** BEGIN EXCERPT TO READ **
We walked on the City Wall to the castle. It was thrilling to see the historic town and azure coloured estuary beyond.

Conwy Castle

After paying for the admission fees, we entered the castle from West Barbican. We walked past Outer Ward, and climbed to the Upper floor. We looked at the ruined rooms, riverside with fishing bots, railway, and Conwy town, etc from Walkway. Some towers were closed for being under construction on 22 April. We climbed on the spiral steps to the top of King's Tower. We overlooked the Suspension Bridge, riverside, Conwy town, countryside, and saw snow-capped mountains. Geographically speaking, we guessed that it might be Snowdonia mountains. The medieval castle contained a number of relics, e.g. windows, crossed shaped holes, arches, and well, and we weren't surprised to hear that the site was a sacred building for the Kings and Queens. We looked round the chapel, Great Hall, and Royal Apartments. We entered the exhibition room and saw a series of illustrations showing how the chapel, bedrooms, mourning rooms, banqueting room were used and conservation work has been carried out. We finally stood at the East Barbican where the Royal families' guests arrived in the medieval era. We looked over the Suspension Bridge and riverside. Like many ruined castles, holes which used to be windows have become birds' nest.
** END EXCERPT TO READ **
WRITTEN PROBLEM A - Report every line of the records below that contains the string "lawn", matching case exactly.
** BEGIN RECORDS FOR THE TASK **
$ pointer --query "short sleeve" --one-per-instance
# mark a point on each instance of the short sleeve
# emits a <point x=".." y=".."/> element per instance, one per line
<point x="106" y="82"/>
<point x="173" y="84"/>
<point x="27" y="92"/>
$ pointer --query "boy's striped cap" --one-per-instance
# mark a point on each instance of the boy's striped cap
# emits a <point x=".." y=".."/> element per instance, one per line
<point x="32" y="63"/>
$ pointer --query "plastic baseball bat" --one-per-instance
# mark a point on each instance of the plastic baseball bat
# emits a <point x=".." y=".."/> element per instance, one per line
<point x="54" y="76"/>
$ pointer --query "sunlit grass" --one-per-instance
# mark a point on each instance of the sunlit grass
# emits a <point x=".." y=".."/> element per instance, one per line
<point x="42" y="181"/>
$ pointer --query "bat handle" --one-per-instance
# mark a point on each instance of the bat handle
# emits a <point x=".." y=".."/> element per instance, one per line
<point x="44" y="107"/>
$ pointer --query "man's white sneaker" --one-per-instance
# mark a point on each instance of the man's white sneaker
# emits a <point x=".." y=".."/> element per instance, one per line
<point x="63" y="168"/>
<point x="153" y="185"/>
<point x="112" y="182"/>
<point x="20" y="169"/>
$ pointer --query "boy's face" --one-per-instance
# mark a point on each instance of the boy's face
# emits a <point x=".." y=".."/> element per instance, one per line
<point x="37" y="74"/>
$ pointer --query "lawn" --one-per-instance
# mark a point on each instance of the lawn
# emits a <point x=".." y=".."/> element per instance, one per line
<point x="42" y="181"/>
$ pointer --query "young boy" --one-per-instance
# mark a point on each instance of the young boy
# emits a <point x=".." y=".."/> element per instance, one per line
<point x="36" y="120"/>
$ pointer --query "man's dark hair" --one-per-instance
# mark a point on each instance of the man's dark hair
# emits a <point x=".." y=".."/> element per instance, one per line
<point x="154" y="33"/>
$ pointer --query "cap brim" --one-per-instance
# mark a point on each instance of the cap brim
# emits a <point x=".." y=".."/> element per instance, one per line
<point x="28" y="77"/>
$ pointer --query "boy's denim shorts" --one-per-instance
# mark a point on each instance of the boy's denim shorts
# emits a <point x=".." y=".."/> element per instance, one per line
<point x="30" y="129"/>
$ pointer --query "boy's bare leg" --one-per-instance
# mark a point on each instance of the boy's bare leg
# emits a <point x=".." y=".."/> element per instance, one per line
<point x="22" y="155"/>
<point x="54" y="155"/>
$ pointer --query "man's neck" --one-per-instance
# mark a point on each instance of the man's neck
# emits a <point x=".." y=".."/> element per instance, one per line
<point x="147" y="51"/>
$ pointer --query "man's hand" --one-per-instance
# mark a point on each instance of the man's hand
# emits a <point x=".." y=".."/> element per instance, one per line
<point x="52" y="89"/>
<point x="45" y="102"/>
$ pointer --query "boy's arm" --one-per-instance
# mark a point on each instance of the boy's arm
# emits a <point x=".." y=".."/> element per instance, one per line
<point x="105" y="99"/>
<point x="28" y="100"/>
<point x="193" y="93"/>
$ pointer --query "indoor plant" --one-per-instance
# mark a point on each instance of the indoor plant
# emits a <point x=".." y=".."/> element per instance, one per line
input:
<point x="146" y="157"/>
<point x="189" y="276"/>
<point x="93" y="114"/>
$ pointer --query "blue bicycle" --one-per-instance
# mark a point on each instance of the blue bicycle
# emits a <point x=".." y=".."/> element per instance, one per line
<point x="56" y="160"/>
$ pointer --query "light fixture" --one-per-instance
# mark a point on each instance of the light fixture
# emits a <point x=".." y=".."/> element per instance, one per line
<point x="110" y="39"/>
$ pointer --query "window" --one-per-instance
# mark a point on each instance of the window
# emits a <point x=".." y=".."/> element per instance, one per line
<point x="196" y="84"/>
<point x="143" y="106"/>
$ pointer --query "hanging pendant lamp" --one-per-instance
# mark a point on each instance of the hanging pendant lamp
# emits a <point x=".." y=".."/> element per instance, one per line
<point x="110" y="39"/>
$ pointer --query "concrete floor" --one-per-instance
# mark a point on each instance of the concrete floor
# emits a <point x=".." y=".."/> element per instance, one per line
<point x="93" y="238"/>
** END RECORDS FOR THE TASK **
WRITTEN PROBLEM B - In the Conwy Castle account, where did the visitors enter the castle after paying the admission fees?

FULL OUTPUT A -
$ pointer --query "lawn" --one-per-instance
# mark a point on each instance of the lawn

FULL OUTPUT B - From West Barbican.